Items from a dataset
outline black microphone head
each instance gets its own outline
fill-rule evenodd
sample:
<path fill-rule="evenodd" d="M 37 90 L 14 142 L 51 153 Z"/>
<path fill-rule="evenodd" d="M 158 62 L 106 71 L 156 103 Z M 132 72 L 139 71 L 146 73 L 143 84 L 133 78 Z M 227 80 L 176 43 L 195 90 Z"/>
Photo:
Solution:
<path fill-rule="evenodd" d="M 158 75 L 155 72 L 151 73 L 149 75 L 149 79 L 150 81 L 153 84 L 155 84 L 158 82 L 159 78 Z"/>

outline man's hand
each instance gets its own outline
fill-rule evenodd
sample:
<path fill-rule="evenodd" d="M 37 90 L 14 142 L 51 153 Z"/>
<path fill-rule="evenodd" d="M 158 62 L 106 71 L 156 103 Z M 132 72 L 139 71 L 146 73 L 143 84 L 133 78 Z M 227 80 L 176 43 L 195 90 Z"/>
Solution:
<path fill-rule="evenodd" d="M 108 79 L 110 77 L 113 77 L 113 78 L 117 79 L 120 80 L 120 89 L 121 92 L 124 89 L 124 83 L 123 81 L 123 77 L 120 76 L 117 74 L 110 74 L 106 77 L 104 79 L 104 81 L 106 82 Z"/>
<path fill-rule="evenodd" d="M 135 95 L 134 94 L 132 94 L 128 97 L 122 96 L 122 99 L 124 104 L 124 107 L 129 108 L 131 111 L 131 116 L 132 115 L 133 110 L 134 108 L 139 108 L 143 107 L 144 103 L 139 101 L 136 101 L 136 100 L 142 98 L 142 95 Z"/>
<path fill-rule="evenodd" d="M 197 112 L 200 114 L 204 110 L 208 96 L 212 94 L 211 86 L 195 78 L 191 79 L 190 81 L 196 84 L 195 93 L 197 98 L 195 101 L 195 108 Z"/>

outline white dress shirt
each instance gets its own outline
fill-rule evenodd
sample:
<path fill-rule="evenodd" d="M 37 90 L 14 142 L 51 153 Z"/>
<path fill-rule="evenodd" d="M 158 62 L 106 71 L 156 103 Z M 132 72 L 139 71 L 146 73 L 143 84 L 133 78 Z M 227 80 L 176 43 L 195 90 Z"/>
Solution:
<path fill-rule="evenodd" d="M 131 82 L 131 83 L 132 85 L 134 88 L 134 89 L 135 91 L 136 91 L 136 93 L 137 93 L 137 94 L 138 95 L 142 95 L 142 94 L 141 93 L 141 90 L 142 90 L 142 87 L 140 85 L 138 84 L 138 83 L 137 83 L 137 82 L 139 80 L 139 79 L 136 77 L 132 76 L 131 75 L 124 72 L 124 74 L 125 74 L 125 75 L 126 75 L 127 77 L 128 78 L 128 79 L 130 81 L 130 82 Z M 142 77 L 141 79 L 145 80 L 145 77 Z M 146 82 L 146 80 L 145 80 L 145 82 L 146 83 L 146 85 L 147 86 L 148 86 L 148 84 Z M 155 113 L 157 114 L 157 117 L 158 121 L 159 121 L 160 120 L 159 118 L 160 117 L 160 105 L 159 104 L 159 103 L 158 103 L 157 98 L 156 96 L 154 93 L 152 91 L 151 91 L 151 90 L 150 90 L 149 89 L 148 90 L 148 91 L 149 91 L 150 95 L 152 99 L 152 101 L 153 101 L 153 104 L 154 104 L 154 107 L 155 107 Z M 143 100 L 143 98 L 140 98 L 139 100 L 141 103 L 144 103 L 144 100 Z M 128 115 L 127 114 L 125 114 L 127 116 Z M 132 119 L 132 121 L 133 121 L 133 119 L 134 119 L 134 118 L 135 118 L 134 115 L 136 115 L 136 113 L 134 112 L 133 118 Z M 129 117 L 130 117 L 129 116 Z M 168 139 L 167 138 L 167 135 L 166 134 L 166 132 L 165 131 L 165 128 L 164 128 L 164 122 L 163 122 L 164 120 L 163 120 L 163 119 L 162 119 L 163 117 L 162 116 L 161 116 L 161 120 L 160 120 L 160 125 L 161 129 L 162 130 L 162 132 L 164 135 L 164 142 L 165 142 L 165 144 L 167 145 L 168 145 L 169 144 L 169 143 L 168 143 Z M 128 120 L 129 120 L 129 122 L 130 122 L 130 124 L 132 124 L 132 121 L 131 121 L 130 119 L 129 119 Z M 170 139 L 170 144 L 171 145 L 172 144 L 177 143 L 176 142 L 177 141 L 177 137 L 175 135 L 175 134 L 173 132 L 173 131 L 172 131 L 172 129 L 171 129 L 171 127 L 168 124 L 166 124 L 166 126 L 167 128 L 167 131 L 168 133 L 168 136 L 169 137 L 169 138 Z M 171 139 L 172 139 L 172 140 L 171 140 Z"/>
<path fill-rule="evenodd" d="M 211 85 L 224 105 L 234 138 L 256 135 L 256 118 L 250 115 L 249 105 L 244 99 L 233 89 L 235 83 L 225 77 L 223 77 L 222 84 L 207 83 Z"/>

## WRITTEN EXERCISE
Copy the records starting at the line containing "outline man's hand" and ending at the line containing "108 79 L 110", keeping the requests as they are. Raise every point coordinate in the answer outlines by 75, and leave the numbers in the requests and their samples unchanged.

## SOLUTION BELOW
outline man's hand
each instance gets its own outline
fill-rule evenodd
sample:
<path fill-rule="evenodd" d="M 37 90 L 14 142 L 51 153 Z"/>
<path fill-rule="evenodd" d="M 158 62 L 106 71 L 156 103 Z M 132 72 L 139 71 L 146 73 L 143 84 L 133 78 Z M 227 80 L 176 43 L 195 90 Z"/>
Solution:
<path fill-rule="evenodd" d="M 183 154 L 185 152 L 188 152 L 188 153 L 192 154 L 195 155 L 195 164 L 196 167 L 199 164 L 199 158 L 198 156 L 198 152 L 195 151 L 192 149 L 185 149 L 181 152 L 179 154 L 179 156 L 181 157 Z"/>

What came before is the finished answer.